[[ SOURCE PASSAGE open ]]
Sunday, March 8, 2009

Singing Through Lent

During Lent we are led through the valley of suffering and songs have always been used to help ease pain. My music library opened involuntarily this morning during one of the responsive readings. The congregation simply read “journey on” and this brain left the building and traveled back to the seventies to hear Kansas sing “journey on my wayward son.” Which of course, an internet search later proved wrong; it is “Carry on My Wayward Son.” But to be reminded of the words of the chorus was worth the time warp.

Carry on my wayward son
There’ll be peace when you are done
Lay your weary head to rest
Don’t you cry no more

Masquerading as a man with a reason
My charade is the event of the season
And if I claim to be a wise man,
Well it surely means that I don’t know

On a stormy sea of moving emotion
Tossed about I’m like a ship on the ocean
I set a course for winds of fortune,
but I hear the voices say

Carry on my wayward son
There’ll be peace when you are done
Lay your weary head to rest
Don’t you cry no more

Carry on, you will always remember
Carry on, nothing equals the splendor
Now your life’s no longer empty
Surely heaven waits for you!

It’s always interesting to find glimpses of spirituality in unexpected places, and perhaps this is another instance of finding fool’s gold glittering underneath the common rock, but sparkles are still pretty to see. I found a list of songs with Bible implications which led me to a cool version of “All My Trials” by Paul McCartney. Evidently there is a wide range of lyrics for this song, and Paul (I can call him by his first name) recorded his version in 1990.

There's only one thing that money can't buy,
True love, that will never die, oh no, no.
All my trials, Lord, soon be over.

My prayer for the congregation?

Gracious God, You are the balm for our soul. In a world of medications and preventative education, we use them to stave off suffering and control our afflictions. So we are confused when you ask us to walk into Lent, willingly leaving ourselves open to feeling pain and refraining from self-healing. You ask us to reside in a foreign place where we turn to you alone for our healing, for the health of our soul. Let us not flee too quickly from this valley. We can linger in this land of Lent because we have the confidence of Easter, we know that there will be peace when we are done and that soon our trials will be over. Amen.
[[ SOURCE PASSAGE closed ]]
[[ PROVIDED RECORDS open ]]
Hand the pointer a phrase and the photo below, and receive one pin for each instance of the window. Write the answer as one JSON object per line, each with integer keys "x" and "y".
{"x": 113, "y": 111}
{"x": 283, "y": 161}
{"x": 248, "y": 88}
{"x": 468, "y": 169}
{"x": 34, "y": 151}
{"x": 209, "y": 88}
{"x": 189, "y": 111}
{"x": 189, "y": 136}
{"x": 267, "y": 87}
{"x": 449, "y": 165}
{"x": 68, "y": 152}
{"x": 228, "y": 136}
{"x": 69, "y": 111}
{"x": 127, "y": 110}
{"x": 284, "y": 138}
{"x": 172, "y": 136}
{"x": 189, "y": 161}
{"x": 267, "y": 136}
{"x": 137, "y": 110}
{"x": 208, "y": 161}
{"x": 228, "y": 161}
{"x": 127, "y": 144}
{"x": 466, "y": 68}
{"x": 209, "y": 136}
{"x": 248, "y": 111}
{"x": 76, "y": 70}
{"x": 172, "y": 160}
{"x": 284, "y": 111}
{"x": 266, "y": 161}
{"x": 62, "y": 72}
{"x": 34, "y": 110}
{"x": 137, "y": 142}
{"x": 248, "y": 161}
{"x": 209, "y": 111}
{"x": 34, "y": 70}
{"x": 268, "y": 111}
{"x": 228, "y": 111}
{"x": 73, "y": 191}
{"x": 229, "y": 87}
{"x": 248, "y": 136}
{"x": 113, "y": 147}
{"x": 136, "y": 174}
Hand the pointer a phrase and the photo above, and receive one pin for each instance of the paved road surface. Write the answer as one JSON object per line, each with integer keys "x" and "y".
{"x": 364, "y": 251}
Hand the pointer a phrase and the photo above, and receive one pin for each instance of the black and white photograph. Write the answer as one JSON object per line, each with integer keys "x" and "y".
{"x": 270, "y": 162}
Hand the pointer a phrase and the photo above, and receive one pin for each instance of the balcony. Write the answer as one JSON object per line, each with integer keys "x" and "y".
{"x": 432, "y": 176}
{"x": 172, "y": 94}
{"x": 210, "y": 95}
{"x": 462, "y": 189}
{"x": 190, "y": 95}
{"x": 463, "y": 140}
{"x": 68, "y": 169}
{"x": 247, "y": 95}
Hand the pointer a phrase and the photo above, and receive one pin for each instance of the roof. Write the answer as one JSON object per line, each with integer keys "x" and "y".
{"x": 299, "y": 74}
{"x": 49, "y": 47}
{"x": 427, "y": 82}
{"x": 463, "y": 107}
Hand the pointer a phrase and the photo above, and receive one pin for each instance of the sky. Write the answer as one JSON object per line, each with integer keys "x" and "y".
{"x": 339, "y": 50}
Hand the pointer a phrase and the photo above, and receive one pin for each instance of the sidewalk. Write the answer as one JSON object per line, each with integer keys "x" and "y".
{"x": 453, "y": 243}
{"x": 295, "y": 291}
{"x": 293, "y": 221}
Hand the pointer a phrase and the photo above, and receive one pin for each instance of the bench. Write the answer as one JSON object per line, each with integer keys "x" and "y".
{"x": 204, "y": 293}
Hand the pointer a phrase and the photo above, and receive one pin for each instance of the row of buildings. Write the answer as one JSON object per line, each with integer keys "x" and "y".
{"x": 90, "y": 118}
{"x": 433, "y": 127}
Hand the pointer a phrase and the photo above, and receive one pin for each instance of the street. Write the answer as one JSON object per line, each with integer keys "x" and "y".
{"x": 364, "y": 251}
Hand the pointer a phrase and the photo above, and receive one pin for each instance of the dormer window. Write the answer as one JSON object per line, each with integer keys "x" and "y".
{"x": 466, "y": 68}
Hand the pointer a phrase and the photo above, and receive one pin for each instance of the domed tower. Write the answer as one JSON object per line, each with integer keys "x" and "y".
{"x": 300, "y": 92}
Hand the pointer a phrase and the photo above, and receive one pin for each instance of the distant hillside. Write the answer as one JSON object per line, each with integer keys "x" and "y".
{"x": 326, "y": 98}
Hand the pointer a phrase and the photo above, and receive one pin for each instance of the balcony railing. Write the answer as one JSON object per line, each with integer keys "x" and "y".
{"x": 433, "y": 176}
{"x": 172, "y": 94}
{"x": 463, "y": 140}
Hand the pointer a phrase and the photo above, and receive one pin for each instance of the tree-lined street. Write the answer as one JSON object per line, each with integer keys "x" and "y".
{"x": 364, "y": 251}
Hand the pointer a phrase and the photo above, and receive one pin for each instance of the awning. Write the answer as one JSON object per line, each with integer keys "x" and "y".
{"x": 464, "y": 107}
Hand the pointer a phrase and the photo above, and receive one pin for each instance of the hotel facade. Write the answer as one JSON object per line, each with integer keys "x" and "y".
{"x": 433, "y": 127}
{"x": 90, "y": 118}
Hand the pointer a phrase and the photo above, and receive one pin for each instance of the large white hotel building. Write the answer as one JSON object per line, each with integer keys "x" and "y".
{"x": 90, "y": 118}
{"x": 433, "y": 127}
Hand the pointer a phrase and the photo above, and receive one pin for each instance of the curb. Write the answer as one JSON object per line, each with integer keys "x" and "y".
[[ PROVIDED RECORDS closed ]]
-- WHAT YOU NEED TO DO --
- 1) According to the Lent blog post, in what year did Paul McCartney record his version of "All My Trials"?
- 2) In the Lent blog post, which lines make up the stanza that appears twice in the quoted Kansas lyrics?
The material is separate from the Lent blog post and unrelated to it.

-- ANSWER LIST --
- 1) 1990

- 2)
Carry on my wayward son
There'll be peace when you are done
Lay your weary head to rest
Don't you cry no more